JOBS:
[1] Summarize the album review in two sentences.
[2] According to the album review, what B-side accompanies the single "Sea Change"?
[3] Retype the part of the album review starting with "Whatever you want" and going on through "wisdom is an ass.".

----- SELECTED PASSAGE

Whatever you want to call them, this two piece out of Balham, South London, have a habit of producing consistently quality music. Their sound is certainly unique, depending on simple instrumentation, superior storytelling, thoughtful lyrics and beautiful arrangements masterfully brought to life by Olly Knights unmistakeable voice. I have been hooked on the band since their outstanding first album "The Optimist" which has one of my favourite ever songs "The Door". Conventional wisdom has it that have never quite lived up to the promise of that impressive debut.
Conventional wisdom is an ass.
"Outbursts", released on 1st March 2010 is Turin Brakes fifth studio album, their first on the Cooking Vinyl label and the follow-up to "Dark on Fire" in 2007. The album has so far spawned one single - "Sea Change" - preceding the album by a few weeks and featuring the B-side "Heaven Is A Clear Horizon". The album has met with a mixed popular and critical reception, very much confirming the band's tendency to polarise opinion. They have a loyal, cult following. Their fans tend to love their music almost unconditionally, and think those who don't "just don't get it".

----------
----- EXTRACTED RECORDS

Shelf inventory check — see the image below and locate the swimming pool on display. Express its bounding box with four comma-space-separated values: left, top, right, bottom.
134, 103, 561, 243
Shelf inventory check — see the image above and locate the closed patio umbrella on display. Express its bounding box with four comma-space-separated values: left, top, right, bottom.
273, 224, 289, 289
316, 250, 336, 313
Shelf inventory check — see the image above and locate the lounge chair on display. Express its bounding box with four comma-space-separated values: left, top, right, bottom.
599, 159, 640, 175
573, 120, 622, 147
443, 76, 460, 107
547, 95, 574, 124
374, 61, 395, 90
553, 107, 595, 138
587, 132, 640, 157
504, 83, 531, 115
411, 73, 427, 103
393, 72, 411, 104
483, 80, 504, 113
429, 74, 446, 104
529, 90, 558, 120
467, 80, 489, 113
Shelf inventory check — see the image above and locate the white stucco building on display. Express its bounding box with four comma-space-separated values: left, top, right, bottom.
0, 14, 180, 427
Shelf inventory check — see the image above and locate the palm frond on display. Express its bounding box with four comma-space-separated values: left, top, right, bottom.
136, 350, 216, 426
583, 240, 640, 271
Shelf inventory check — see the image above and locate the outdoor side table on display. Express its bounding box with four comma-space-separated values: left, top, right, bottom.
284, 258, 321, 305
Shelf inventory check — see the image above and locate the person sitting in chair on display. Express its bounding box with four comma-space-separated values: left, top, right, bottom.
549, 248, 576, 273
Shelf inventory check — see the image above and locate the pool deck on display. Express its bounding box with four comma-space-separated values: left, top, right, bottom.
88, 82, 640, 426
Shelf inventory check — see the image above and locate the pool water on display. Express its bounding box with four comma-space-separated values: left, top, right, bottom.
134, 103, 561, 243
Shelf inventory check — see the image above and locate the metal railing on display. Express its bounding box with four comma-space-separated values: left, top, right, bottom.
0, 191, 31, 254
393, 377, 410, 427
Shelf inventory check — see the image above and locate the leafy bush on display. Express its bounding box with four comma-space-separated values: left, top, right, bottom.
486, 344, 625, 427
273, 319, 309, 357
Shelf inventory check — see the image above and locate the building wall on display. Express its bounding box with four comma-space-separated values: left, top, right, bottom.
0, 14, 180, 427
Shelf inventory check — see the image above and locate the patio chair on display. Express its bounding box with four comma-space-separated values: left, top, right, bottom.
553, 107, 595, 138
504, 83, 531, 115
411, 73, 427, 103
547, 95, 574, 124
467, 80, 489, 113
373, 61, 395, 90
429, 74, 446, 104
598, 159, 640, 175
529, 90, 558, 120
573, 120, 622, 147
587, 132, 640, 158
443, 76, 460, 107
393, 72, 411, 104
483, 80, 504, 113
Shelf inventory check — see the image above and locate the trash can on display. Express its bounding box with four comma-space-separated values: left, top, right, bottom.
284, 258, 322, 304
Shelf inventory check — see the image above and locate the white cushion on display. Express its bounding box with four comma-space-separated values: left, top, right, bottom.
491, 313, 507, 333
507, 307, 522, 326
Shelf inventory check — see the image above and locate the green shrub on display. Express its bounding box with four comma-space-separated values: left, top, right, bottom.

----------

RESULTS IN ORDER:
[1] The reviewer praises the two-piece band from Balham, South London, for consistently high-quality music built on simple instrumentation, strong storytelling, thoughtful lyrics and Olly Knights' voice, and rejects the conventional view that the band never lived up to its debut, "The Optimist". "Outbursts", Turin Brakes' fifth studio album, was released on 1st March 2010 on Cooking Vinyl, has so far produced the single "Sea Change," and has met a mixed reception that confirms the band's tendency to polarize opinion.

[2] "Heaven Is A Clear Horizon"

[3]
Whatever you want to call them, this two piece out of Balham, South London, have a habit of producing consistently quality music. Their sound is certainly unique, depending on simple instrumentation, superior storytelling, thoughtful lyrics and beautiful arrangements masterfully brought to life by Olly Knights unmistakeable voice. I have been hooked on the band since their outstanding first album "The Optimist" which has one of my favourite ever songs "The Door". Conventional wisdom has it that have never quite lived up to the promise of that impressive debut.
Conventional wisdom is an ass.